*Página*.
|---|

A crítica e a reclamação

Você apenas produz críticas internas, suas, ou parte para reclamar efetivamente de alguma coisa que lhe desagrada?

A diferença entre ambas as personalidades é bem acentuada, principalmente no crítico que não precisa exteriorizar a crítica, porque o mero fato de sua construção mental lhe basta, como um pensamento conclusional sobre algo ou alguém. Assim, considerando-se este crítico ‘interno’, nem todo mundo que pratica a crítica, reclama para o mundo; e nem todo mundo que reclama consegue produzir uma crítica estruturada.

Relativamente a quem reclama, há um paralelo imediato sempre muito vivo: o chato. E invocando Oscar Wilde, encontra-se: ‘Um chato é um homem que nunca é rude – sem querer.’ É precisamente o caso de quem vive reclamando de tudo.

Vê-se que a crítica e a reclamação são coisas bem diferentes. Se a crítica é uma produção interna, ainda que exteriorizável, nascendo como juízo de valor mais para o consumo do próprio crítico; a reclamação é produção que já nasce intencionada ao exterior, a alguém, visando mesmo a afetar o Outro ou uma situação. Quem reclama não quer apenas pensar criticamente, mas comunicar a alguém uma reprimenda sobre uma dada situação, em regra de forma a gerar incômodo, ou produzida de modo moralista ou repressivo mesmo.

A crítica pode ser um prazer autoconsumível, que se presta a um exercício teorético ou filosófico de uma situação que se submete a funcionalidades pacíficas, ainda que podendo ser concebida efetivamente com tonalidade radical e agudizada por juízos demolidores, e tudo internamente. Ou, pode ser objeto de um prazeroso jogo de troca de opiniões e percepções com outro crítico. Já a reclamação é a busca de uma afetação no Outro. Mas aqui, ao mesmo tempo paga-se o preço por um também estorvo vivido que compromete o estado de espírito do reclamador pela verbalização punitivista do Outro ou da situação. A crítica pode permanecer absolutamente secreta; já a reclamação visa ao atingimento de quem se quer mudar, exemplarizar, segundo um juízo de valor do próprio reclamador.

Se a crítica não estressa o operador, podendo mesmo ser uma descarga de alívio ou prazer – até cínico-, exercício mental para consumo mais interno que, todavia, pode atender perfeitamente ao crítico pela mera possibilidade de elaborá-la – o que já é um exercício refinado de pensar-; a reclamação por ter que ser dirigida à vitima ou a uma situação cria um ambiente lastimável e pode chegar a uma rusga relacional.

O crítico pode ser um jogador sempre vitorioso, se silencioso, porque ‘trai’ o objeto analisado, não lhe revelando o que pensa. Já o reclamador busca, em qualquer medida, um clima de discórdia porque precisa dizer efetivamente à sua vítima, sua vontade de desaprová-la e recriminá-la, ou à situação, o que em muitos casos gera dissensões.

Conviver e privar dos ‘segredos’ de um crítico pode ser algo bem interessante, em termos de se apurar pensamentos e olhares, percepções e conceitos; já conviver com um reclamador costuma ser um peso e um desagrado diário, vez que este costuma ser um atrator de problemas. Se o crítico costuma não deixar passar uma situação para até decantar em prosa e verso, e com algum lirismo, a sua crítica mordaz, sem se dirigir ao objeto analisado, o reclamador tem que conseguir fazer a sua vítima saber que ele está incomodado e quer reclamar da pessoa ou da situação.

|---|

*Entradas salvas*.
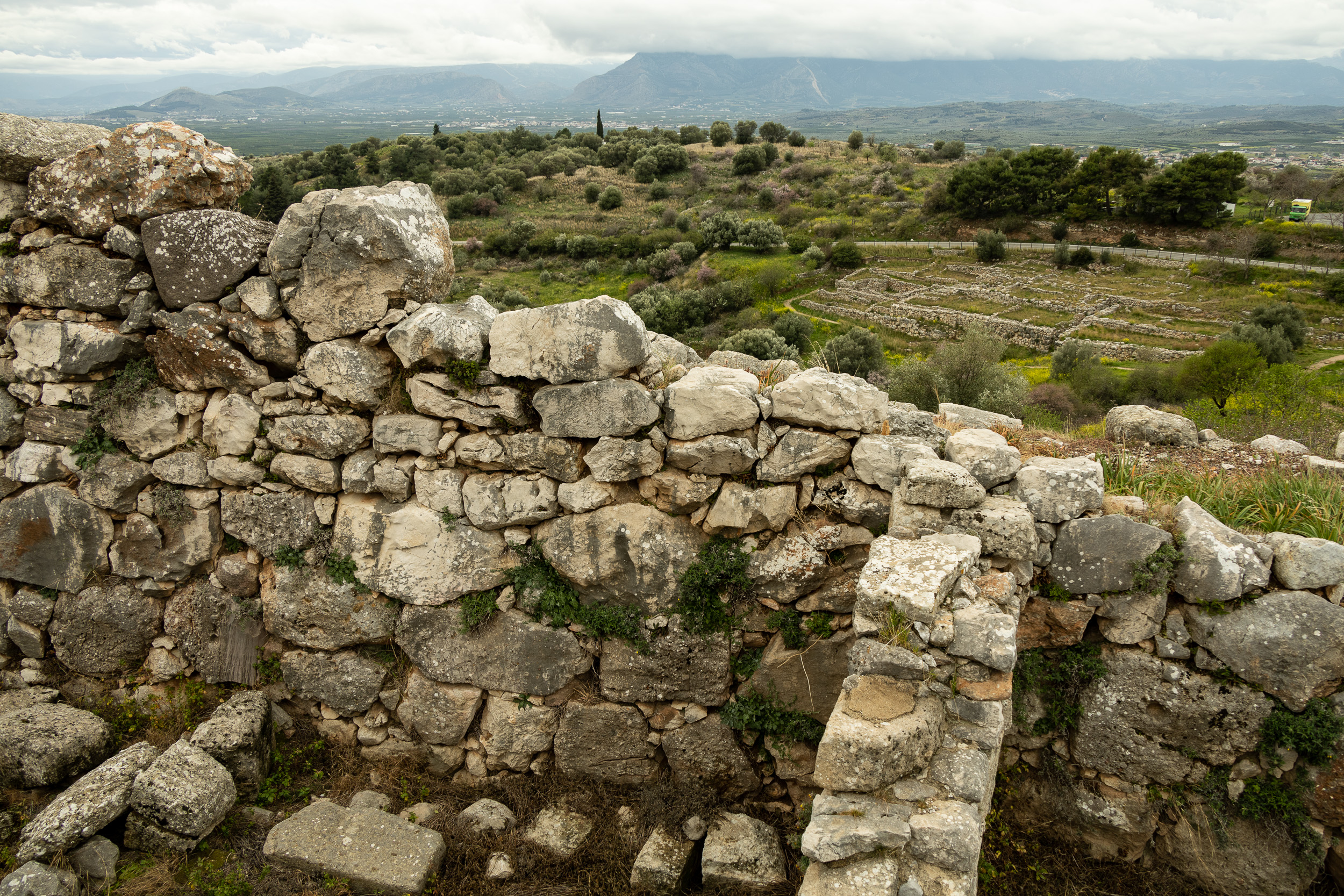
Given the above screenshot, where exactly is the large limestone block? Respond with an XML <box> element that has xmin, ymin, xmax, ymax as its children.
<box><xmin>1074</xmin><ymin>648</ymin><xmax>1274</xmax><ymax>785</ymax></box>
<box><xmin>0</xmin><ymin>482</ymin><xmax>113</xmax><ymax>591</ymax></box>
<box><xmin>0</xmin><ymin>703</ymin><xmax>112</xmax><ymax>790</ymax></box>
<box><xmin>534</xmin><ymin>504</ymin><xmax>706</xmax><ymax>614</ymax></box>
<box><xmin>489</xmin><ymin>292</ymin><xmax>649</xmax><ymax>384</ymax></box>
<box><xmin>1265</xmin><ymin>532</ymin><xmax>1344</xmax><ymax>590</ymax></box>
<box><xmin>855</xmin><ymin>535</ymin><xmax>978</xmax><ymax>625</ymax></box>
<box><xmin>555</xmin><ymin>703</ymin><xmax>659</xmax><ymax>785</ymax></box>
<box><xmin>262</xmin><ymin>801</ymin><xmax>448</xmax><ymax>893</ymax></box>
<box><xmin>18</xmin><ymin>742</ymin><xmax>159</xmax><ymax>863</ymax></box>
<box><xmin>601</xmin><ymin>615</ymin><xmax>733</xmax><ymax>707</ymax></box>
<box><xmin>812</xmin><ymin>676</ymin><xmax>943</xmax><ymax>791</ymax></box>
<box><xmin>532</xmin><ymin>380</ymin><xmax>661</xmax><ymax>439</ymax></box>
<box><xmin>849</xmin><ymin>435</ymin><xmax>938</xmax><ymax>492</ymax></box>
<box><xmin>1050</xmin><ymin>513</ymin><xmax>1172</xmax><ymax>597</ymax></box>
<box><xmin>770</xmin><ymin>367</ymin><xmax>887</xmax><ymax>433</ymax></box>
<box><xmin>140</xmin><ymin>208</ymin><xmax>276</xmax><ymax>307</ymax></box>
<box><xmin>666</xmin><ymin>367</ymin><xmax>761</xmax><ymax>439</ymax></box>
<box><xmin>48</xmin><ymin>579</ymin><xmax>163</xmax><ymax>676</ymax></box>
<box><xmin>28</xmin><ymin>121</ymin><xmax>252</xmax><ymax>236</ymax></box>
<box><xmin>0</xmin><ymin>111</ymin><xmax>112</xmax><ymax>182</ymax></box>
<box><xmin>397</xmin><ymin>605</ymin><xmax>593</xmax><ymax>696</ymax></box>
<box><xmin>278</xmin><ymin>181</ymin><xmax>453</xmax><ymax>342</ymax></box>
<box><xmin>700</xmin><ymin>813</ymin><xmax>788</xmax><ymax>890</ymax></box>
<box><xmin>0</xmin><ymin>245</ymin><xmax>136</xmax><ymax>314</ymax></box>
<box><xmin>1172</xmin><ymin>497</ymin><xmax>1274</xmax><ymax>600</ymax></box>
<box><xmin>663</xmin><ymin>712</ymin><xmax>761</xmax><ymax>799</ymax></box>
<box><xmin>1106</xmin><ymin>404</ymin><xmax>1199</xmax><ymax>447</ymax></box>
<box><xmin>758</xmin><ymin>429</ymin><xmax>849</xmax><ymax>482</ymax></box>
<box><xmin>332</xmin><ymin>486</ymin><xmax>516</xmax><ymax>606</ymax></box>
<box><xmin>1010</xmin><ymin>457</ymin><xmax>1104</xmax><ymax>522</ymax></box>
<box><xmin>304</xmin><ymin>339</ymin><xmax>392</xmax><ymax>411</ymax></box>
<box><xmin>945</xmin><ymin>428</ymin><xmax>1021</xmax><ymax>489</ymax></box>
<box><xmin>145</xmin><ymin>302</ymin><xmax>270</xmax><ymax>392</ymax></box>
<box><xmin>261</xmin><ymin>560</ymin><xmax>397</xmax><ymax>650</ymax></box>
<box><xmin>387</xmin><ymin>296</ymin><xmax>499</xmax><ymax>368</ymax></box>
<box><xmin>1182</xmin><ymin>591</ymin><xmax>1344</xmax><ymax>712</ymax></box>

|---|

*Ações solicitadas*.
1. Por favor, extraia do texto sobre crítica e reclamação o trecho que vai de "Relativamente a quem" a "reclamando de tudo.", sem nenhuma alteração.
2. Responda, com base no texto sobre crítica e reclamação:
(a) Que autor é citado para definir o chato?
(b) Segundo o texto, o reclamador costuma ser um atrator de quê?
(c) Conviver e privar dos "segredos" de quem pode ser algo bem interessante?

*Respostas por tarefa*.
1.
Relativamente a quem reclama, há um paralelo imediato sempre muito vivo: o chato. E invocando Oscar Wilde, encontra-se: ‘Um chato é um homem que nunca é rude – sem querer.’ É precisamente o caso de quem vive reclamando de tudo.

2.
(a) Oscar Wilde.
(b) De problemas.
(c) De um crítico.